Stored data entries
* * * * * * *

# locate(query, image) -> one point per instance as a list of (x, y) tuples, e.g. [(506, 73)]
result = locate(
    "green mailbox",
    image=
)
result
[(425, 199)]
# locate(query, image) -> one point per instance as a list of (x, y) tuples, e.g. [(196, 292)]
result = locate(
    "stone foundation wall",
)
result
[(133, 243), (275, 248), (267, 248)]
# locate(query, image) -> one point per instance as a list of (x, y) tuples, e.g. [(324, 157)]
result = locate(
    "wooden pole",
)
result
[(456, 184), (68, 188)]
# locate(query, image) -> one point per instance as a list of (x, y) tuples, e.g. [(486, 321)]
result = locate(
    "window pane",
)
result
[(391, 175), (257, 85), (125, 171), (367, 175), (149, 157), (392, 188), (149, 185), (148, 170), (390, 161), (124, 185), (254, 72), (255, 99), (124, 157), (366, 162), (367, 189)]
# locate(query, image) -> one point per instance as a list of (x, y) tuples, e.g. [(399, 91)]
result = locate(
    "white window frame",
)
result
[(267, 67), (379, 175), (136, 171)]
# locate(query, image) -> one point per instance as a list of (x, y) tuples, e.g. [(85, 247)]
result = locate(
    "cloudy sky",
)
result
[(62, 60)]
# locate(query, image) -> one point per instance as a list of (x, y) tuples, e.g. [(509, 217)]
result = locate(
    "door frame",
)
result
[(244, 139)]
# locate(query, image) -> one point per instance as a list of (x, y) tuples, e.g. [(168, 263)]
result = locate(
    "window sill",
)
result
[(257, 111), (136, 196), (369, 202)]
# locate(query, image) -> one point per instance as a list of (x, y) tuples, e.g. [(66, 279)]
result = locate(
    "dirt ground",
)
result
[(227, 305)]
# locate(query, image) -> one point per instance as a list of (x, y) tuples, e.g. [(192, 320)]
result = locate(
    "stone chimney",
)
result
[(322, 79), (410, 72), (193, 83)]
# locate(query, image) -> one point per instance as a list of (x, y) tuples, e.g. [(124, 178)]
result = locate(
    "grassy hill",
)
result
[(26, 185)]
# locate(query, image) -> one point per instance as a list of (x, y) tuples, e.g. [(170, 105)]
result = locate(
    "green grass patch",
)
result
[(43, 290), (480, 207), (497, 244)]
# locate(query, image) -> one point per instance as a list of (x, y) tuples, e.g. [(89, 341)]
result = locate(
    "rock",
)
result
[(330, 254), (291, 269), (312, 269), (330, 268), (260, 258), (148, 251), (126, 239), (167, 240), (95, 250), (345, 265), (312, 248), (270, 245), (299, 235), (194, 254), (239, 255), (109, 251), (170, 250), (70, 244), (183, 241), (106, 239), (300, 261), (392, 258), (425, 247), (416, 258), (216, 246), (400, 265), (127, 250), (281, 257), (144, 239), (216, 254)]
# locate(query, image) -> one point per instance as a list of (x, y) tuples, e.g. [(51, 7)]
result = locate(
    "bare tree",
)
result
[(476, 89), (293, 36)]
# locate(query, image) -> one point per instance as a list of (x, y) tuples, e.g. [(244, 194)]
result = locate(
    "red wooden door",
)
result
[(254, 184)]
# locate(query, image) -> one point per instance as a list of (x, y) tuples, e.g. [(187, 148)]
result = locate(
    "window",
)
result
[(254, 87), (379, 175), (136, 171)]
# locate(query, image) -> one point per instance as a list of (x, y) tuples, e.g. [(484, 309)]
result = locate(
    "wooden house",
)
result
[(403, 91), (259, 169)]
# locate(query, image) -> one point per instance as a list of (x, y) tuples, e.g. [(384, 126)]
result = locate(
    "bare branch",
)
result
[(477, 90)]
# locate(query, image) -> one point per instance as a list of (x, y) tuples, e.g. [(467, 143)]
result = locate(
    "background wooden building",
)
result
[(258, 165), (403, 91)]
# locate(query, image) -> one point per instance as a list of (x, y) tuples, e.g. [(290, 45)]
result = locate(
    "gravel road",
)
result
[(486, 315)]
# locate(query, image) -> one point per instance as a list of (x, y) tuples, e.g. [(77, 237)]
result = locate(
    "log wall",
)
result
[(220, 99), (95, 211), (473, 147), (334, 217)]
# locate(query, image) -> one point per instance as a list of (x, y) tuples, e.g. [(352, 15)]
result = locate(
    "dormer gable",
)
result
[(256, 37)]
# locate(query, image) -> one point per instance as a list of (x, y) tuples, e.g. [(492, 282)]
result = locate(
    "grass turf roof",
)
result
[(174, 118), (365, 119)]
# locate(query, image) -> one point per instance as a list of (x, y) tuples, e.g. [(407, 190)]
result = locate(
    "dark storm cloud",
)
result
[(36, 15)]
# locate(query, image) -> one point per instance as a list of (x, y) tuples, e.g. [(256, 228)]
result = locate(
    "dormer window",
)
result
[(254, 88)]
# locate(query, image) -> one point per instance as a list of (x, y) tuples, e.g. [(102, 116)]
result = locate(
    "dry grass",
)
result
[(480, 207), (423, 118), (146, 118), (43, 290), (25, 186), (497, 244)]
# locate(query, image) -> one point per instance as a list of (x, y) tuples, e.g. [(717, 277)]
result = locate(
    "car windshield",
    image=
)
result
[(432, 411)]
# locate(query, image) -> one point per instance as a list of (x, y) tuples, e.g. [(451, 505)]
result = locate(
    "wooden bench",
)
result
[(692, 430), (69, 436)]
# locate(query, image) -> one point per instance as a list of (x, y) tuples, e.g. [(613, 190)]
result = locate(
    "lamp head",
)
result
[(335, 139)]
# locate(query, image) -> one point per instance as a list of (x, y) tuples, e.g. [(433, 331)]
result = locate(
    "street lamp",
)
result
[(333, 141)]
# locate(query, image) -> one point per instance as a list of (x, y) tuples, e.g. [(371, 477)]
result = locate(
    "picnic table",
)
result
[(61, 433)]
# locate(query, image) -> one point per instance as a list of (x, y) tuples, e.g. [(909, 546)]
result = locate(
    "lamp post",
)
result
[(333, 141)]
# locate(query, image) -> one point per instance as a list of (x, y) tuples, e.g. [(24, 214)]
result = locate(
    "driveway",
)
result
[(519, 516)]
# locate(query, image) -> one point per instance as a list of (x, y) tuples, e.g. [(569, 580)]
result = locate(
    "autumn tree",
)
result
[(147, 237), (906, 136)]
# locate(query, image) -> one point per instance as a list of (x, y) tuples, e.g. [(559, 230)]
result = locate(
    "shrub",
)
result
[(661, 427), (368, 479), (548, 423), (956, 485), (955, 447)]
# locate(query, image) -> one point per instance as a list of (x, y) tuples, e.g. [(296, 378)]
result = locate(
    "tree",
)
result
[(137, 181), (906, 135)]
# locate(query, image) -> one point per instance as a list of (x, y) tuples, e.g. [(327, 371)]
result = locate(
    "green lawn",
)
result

* * * * * * *

PROMPT: Print the entire set of records again, exactly.

RESULT OF THIS EXERCISE:
# locate(query, image) -> one point per instance as a list of (x, y) tuples, e.g. [(506, 73)]
result = locate(
    "green mailbox",
    image=
)
result
[(425, 199)]
# locate(query, image) -> one point per instance as a list of (x, y) tuples, e.g. [(196, 292)]
result = locate(
    "stone foundation wall",
)
result
[(133, 243), (275, 248), (267, 248)]
# locate(query, image) -> one point per instance as a list of (x, y) tuples, e.g. [(324, 157)]
result = locate(
    "wooden pole",
)
result
[(456, 184), (68, 188)]
# locate(query, image) -> one point per instance as a list of (x, y) tuples, e.g. [(486, 321)]
result = locate(
    "window pane",
)
result
[(391, 175), (257, 85), (125, 171), (367, 175), (149, 157), (392, 188), (149, 185), (148, 170), (390, 161), (124, 185), (254, 72), (255, 99), (124, 157), (366, 162), (367, 189)]
# locate(query, image) -> one point per instance as a list of (x, y) tuples, e.g. [(399, 91)]
result = locate(
    "white window frame",
)
result
[(267, 67), (379, 175), (136, 171)]
# locate(query, image) -> one point per instance as a list of (x, y) tuples, e.g. [(85, 247)]
result = locate(
    "cloudy sky",
)
result
[(62, 60)]
# locate(query, image) -> one point per instance as a list of (x, y) tuples, e.g. [(509, 217)]
result = locate(
    "door frame",
)
result
[(244, 139)]
# locate(query, image) -> one point per instance as a list of (x, y) tuples, e.g. [(168, 263)]
result = locate(
    "window sill",
)
result
[(257, 111), (136, 196), (369, 202)]
# locate(query, image) -> one point per instance as a list of (x, y) tuples, e.g. [(66, 279)]
result = locate(
    "dirt ground",
)
result
[(227, 305)]
# locate(query, image) -> one point per instance as a list of (x, y) tuples, e.g. [(192, 320)]
result = locate(
    "stone chimney",
)
result
[(322, 79), (410, 72), (193, 83)]
# locate(query, image) -> one point per instance as a list of (x, y) tuples, e.g. [(124, 178)]
result = locate(
    "grassy hill",
)
result
[(26, 185)]
# locate(query, image) -> one point per instance as a list of (x, y) tuples, e.g. [(170, 105)]
result = locate(
    "green grass patch",
)
result
[(43, 290), (480, 207), (497, 244)]
# locate(query, image) -> one point per instance as a list of (x, y) tuples, e.g. [(89, 341)]
result = locate(
    "rock",
)
result
[(330, 254), (291, 269), (312, 269), (330, 268), (260, 258), (148, 251), (126, 239), (167, 240), (95, 250), (345, 265), (312, 248), (270, 245), (299, 235), (194, 254), (239, 255), (109, 251), (170, 250), (70, 244), (183, 241), (106, 239), (300, 261), (392, 258), (425, 247), (416, 258), (216, 246), (400, 265), (127, 250), (281, 257), (144, 239), (216, 254)]
# locate(query, image) -> one point per instance as a list of (x, y) tuples, e.g. [(51, 7)]
result = locate(
    "bare tree",
)
result
[(476, 89), (293, 36)]
# locate(query, image) -> one point per instance as a list of (x, y) tuples, e.g. [(244, 194)]
result = locate(
    "red wooden door",
)
result
[(254, 184)]
# locate(query, image) -> one point per instance as a list of (x, y) tuples, e.g. [(187, 148)]
result = locate(
    "window",
)
result
[(254, 87), (379, 175), (136, 171)]
# locate(query, image) -> one point per instance as a list of (x, y) tuples, e.g. [(484, 309)]
result = locate(
    "wooden house",
)
result
[(403, 91), (259, 169)]
# locate(query, image) -> one point per instance as a list of (x, y) tuples, e.g. [(384, 126)]
result = locate(
    "bare branch",
)
result
[(477, 90)]
# locate(query, image) -> one point per instance as a list of (x, y) tuples, e.g. [(467, 143)]
result = locate(
    "background wooden building",
)
result
[(258, 165), (403, 91)]
# locate(query, image) -> one point per instance as a list of (x, y) tuples, e.g. [(290, 45)]
result = locate(
    "gravel road",
)
result
[(486, 315)]
# locate(query, image) -> one point per instance as a list of (x, y) tuples, e.g. [(77, 237)]
result = locate(
    "log wall",
)
result
[(220, 99), (95, 211), (473, 147), (334, 217)]
# locate(query, image) -> one point per instance as a list of (x, y) tuples, e.g. [(352, 15)]
result = locate(
    "dormer gable",
)
result
[(256, 37)]
# locate(query, image) -> one point per instance as a list of (x, y) tuples, e.g. [(492, 282)]
result = locate(
    "grass turf roof",
)
result
[(174, 118), (365, 119)]
# locate(query, image) -> one point per instance as a list of (x, y) tuples, e.g. [(407, 190)]
result = locate(
    "dark storm cloud",
)
result
[(36, 15)]
# locate(query, image) -> one point per instance as a list of (x, y) tuples, e.g. [(256, 228)]
result = locate(
    "dormer window",
)
result
[(254, 88)]
# locate(query, image) -> one point per instance as a list of (x, y) tuples, e.g. [(102, 116)]
result = locate(
    "dry grass",
)
result
[(480, 207), (423, 118), (146, 118), (43, 290), (25, 186), (497, 244)]
# locate(query, image) -> one point per instance as a list of (x, y) tuples, e.g. [(717, 277)]
result = locate(
    "car windshield",
    image=
)
result
[(432, 411)]
# locate(query, image) -> one point per instance as a list of (x, y) tuples, e.g. [(451, 505)]
result = locate(
    "wooden bench",
)
result
[(692, 430), (69, 436)]
# locate(query, image) -> one point per instance as a list of (x, y) tuples, e.g. [(613, 190)]
result = locate(
    "lamp head",
)
result
[(335, 139)]
# locate(query, image) -> one point per instance as a list of (x, y) tuples, e.g. [(433, 331)]
result = locate(
    "street lamp",
)
result
[(333, 141)]
# locate(query, image) -> one point per instance as a list of (x, y) tuples, e.g. [(371, 477)]
result = locate(
    "picnic table",
)
result
[(61, 433)]
# locate(query, image) -> one point per instance as a list of (x, y) tuples, e.g. [(909, 546)]
result = locate(
    "lamp post",
)
result
[(333, 141)]
# locate(query, image) -> one point per instance as a list of (x, y) tuples, e.g. [(24, 214)]
result = locate(
    "driveway",
)
result
[(519, 516)]
# locate(query, image) -> one point per instance as a list of (x, y) tuples, e.g. [(569, 580)]
result = locate(
    "autumn tree",
)
result
[(147, 237), (906, 136)]
# locate(query, image) -> one point per instance as a list of (x, y) tuples, e.g. [(559, 230)]
result = locate(
    "shrub",
)
result
[(661, 427), (368, 479), (548, 423), (956, 485), (955, 447)]
# locate(query, image) -> one point per instance as a list of (x, y) tuples, e.g. [(296, 378)]
result = locate(
    "tree",
)
result
[(137, 181), (906, 135)]
# locate(query, image) -> one point per instance as a list of (x, y) tuples, e.g. [(327, 371)]
result = locate(
    "green lawn",
)
result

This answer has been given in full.